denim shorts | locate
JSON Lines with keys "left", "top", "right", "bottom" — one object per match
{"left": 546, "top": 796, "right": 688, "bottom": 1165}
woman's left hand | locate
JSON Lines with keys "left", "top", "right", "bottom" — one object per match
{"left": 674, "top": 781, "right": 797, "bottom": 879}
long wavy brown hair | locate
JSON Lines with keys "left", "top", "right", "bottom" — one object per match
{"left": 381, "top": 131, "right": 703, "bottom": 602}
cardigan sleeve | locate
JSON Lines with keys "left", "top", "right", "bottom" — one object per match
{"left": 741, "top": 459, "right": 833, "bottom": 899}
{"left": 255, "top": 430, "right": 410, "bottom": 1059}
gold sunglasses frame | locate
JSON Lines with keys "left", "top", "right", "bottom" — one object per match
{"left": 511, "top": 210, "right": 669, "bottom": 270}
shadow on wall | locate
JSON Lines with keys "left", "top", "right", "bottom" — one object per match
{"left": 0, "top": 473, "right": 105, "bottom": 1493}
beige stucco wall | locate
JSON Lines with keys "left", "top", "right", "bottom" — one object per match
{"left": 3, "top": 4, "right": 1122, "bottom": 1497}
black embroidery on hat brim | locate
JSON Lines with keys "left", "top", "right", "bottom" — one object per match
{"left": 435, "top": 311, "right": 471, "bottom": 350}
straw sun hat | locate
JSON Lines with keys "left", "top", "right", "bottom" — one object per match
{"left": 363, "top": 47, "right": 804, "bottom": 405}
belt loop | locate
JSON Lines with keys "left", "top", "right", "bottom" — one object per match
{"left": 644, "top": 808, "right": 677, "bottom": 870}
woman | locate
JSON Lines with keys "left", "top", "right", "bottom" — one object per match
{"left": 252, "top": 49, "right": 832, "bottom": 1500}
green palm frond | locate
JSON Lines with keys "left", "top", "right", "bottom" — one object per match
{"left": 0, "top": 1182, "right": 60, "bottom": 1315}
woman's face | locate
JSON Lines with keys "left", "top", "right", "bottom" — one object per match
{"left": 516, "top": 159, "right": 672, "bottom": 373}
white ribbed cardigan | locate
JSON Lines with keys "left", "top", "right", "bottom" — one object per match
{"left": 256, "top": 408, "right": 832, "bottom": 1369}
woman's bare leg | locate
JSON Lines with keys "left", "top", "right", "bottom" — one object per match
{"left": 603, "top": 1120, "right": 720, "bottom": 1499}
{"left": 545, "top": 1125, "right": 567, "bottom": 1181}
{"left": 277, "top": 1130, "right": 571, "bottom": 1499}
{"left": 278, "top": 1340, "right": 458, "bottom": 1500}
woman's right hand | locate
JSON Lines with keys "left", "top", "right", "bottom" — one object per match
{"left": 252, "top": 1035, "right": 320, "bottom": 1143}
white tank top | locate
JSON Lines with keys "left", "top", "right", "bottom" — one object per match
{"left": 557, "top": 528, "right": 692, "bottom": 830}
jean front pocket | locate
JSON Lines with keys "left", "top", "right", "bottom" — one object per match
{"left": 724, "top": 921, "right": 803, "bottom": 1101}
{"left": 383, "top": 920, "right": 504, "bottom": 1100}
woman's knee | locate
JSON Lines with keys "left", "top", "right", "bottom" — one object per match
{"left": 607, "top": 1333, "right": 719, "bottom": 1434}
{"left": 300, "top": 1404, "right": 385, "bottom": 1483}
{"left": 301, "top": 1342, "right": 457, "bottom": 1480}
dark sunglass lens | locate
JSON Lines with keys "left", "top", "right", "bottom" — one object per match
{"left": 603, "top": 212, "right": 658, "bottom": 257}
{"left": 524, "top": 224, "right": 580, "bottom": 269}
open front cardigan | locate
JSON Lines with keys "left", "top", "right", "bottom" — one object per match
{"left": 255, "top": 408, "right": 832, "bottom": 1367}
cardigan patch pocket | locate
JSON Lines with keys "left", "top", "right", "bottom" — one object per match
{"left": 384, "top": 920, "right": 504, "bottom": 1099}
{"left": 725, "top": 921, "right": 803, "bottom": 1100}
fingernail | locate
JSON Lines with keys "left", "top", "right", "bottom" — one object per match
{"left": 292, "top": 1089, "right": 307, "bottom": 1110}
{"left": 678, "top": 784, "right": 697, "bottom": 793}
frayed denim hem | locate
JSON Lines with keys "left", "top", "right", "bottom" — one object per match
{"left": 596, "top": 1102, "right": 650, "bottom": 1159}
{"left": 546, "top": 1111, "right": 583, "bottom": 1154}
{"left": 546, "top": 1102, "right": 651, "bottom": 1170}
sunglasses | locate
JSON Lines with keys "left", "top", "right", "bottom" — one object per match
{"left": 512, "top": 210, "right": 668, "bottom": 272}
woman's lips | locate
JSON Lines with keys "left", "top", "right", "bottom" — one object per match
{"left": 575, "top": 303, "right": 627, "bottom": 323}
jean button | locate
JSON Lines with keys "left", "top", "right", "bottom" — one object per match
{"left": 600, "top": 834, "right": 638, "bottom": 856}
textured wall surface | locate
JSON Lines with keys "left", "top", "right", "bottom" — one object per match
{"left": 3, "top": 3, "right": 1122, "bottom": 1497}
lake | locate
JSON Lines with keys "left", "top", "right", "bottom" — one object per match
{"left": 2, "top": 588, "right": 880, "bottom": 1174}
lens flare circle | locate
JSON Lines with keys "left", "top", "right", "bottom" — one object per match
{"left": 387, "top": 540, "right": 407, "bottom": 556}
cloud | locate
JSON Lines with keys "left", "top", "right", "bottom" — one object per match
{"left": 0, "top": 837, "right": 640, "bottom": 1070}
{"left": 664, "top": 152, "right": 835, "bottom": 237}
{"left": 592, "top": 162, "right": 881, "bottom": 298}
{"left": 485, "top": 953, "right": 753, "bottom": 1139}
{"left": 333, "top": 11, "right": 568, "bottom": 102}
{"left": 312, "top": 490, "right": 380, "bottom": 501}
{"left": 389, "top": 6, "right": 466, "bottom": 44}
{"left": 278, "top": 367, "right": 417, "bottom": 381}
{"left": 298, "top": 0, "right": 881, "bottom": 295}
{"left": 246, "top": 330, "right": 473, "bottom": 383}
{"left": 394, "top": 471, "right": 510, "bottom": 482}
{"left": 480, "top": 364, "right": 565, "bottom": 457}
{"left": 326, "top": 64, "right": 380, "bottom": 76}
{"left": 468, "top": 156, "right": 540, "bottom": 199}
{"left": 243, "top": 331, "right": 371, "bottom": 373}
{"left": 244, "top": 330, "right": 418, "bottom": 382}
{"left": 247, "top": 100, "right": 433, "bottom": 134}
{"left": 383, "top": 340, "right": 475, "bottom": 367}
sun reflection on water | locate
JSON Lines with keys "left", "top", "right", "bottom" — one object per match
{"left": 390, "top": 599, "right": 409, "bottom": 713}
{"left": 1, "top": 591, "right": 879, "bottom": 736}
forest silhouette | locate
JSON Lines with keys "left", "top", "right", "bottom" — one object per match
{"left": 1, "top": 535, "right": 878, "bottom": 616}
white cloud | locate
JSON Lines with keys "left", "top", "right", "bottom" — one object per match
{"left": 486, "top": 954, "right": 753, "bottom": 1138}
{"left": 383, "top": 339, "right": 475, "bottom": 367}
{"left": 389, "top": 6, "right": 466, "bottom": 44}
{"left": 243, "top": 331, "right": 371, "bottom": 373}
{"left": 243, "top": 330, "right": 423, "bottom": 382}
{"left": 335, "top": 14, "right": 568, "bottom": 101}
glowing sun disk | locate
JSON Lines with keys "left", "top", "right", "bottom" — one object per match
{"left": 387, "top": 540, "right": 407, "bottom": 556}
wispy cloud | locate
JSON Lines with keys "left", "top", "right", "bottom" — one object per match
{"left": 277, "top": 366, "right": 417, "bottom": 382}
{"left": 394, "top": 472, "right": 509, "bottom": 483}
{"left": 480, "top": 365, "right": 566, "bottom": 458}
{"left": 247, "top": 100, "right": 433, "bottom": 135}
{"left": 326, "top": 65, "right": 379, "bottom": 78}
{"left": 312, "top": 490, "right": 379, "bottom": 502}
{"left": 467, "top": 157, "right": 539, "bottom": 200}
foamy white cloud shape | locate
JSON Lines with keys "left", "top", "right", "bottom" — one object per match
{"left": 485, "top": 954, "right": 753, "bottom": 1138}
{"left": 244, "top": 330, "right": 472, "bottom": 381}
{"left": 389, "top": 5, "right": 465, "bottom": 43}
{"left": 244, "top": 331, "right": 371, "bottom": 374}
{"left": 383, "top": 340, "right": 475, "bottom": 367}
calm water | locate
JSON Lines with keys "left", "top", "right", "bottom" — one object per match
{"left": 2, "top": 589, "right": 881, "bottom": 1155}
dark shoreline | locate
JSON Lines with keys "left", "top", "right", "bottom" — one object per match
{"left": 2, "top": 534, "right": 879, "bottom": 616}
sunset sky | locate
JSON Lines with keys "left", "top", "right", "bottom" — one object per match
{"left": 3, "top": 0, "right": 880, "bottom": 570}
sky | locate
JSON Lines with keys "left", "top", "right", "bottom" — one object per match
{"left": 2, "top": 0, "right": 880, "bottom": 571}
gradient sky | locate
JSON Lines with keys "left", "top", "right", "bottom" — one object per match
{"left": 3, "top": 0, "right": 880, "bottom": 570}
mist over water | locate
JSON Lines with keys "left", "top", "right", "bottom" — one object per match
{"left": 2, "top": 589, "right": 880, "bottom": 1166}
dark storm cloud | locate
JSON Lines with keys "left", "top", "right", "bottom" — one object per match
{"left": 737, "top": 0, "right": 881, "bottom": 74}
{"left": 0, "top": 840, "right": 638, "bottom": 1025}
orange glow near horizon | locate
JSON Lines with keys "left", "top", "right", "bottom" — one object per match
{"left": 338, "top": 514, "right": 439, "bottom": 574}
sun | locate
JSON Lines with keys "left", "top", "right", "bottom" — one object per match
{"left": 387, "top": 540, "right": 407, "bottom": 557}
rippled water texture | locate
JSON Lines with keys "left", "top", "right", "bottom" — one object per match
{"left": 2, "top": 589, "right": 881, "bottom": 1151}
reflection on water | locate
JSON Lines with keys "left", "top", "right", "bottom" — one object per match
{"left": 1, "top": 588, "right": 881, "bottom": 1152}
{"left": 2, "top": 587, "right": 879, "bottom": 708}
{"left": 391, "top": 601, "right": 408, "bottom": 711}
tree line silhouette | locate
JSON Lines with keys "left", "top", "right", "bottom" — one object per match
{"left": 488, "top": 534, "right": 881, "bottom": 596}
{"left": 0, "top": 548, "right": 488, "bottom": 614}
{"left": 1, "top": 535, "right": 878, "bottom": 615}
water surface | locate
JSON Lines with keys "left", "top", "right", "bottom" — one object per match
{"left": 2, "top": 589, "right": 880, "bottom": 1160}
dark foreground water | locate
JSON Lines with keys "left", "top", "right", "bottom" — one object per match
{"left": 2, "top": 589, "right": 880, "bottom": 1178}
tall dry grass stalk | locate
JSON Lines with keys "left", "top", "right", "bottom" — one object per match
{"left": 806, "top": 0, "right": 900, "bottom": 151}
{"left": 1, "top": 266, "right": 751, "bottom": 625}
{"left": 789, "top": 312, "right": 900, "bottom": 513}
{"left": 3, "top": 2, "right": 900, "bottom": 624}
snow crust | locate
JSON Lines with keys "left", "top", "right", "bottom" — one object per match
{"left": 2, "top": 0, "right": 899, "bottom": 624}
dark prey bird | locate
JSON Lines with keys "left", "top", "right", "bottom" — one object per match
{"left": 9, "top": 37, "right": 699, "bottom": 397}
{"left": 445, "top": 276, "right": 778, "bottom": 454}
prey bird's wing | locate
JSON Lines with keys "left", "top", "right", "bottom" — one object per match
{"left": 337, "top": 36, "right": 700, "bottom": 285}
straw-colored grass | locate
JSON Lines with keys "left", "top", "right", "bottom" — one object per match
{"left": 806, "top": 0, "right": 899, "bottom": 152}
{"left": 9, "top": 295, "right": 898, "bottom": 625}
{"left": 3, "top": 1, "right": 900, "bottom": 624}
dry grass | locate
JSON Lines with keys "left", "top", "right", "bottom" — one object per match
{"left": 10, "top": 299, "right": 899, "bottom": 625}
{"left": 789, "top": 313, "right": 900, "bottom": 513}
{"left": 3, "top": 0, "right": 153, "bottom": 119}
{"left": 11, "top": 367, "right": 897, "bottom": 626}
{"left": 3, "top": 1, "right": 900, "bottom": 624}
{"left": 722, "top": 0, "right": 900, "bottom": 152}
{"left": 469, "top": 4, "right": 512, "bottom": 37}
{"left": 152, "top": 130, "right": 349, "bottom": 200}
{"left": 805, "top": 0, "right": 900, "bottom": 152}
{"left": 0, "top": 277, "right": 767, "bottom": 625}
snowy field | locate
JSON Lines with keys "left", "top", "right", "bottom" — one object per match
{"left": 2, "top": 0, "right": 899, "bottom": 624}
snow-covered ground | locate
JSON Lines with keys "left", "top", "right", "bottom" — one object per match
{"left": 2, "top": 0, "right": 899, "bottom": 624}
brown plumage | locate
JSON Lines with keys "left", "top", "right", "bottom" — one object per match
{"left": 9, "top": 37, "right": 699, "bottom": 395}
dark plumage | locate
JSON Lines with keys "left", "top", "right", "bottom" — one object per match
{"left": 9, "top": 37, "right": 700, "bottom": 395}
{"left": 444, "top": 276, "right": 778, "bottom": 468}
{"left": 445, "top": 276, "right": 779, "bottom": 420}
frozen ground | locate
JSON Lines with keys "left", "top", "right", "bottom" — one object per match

· · · · ·

Required action
Your task is to restate, word for word, the lines from the beginning of the records to the line with "cardigan sleeve | locate", inclusive.

Reply
denim shorts | locate
JSON Lines with keys "left", "top", "right", "bottom" — one object per match
{"left": 546, "top": 796, "right": 688, "bottom": 1165}
woman's left hand | locate
JSON Lines with keys "left", "top", "right", "bottom" — one object per match
{"left": 674, "top": 781, "right": 797, "bottom": 879}
long wavy brown hair | locate
JSON Lines with keys "left", "top", "right", "bottom" — one object per match
{"left": 381, "top": 131, "right": 703, "bottom": 602}
cardigan sleeve | locate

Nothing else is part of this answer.